**Description of the task:**
In the entries below, starting at the line containing "# test: pointer drops one pin on the window" and ending at the last line, reproduce every line, requests included. Rescale only the point coordinates in the answers by multiplying each by 1.05 and rounding to the nearest whole number, with halves rounded up.

[BEGIN Rows]

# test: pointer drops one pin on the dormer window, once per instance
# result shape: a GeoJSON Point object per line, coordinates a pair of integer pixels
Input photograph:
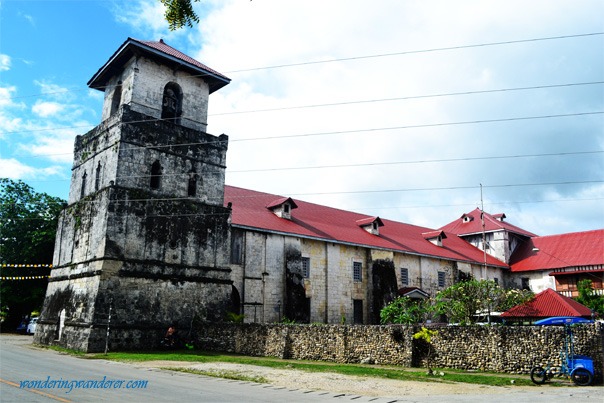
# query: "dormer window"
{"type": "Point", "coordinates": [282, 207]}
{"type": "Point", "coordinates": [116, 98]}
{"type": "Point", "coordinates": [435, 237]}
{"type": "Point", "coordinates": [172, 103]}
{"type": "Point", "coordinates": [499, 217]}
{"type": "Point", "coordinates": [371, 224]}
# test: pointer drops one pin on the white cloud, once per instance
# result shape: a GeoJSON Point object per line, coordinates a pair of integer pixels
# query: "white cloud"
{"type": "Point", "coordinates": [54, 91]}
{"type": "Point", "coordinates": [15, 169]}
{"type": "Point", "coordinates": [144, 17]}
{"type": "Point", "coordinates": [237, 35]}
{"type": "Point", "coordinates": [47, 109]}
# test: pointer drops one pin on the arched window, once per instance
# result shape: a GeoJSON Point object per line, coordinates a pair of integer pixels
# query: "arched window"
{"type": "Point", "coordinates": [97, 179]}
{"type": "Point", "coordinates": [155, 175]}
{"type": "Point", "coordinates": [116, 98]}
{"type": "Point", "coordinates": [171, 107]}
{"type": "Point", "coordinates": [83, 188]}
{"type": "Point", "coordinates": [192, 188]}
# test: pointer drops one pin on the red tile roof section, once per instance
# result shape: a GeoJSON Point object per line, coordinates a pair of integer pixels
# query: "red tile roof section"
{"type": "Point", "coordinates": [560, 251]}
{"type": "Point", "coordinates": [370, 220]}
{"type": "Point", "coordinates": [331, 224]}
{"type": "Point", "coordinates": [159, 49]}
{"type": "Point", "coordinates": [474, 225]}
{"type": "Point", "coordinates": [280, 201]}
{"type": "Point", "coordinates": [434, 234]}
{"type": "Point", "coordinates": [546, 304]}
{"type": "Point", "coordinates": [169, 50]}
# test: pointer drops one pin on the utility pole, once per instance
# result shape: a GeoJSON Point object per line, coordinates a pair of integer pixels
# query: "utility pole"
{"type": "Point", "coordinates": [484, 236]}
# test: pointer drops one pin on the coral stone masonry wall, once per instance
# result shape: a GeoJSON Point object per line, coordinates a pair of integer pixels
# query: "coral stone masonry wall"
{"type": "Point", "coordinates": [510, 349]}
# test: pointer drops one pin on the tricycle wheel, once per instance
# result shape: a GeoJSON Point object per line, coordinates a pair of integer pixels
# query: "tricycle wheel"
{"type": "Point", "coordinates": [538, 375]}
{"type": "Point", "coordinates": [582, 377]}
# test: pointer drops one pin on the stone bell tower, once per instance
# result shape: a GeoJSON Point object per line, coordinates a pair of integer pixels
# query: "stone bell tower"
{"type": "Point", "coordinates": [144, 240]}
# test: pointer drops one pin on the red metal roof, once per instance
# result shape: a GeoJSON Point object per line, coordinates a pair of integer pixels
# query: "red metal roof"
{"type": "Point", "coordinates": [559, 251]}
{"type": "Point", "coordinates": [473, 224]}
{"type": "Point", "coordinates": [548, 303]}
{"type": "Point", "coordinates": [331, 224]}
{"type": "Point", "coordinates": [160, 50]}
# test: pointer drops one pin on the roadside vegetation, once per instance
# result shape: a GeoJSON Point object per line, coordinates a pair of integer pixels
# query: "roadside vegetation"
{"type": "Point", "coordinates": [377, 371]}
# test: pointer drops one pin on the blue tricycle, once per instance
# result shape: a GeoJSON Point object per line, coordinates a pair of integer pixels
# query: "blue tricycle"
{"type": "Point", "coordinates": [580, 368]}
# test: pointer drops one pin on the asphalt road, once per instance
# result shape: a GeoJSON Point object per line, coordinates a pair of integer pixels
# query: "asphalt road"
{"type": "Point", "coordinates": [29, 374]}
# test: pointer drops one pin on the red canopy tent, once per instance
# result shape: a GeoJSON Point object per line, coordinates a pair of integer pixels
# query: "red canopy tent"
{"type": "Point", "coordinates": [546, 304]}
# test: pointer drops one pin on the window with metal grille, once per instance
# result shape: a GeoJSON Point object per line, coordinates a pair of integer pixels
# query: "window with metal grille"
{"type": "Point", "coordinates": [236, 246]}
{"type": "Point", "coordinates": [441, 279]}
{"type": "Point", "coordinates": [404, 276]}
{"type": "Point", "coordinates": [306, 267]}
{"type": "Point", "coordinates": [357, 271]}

[END Rows]

**Solution to this task:**
# test: pointer drops one pin on the window with metal grille, once per instance
# result shape: a GeoJSON Point object per line, coordinates a pair of integer pixels
# query: "window with metal grille"
{"type": "Point", "coordinates": [248, 258]}
{"type": "Point", "coordinates": [463, 293]}
{"type": "Point", "coordinates": [424, 290]}
{"type": "Point", "coordinates": [321, 280]}
{"type": "Point", "coordinates": [375, 285]}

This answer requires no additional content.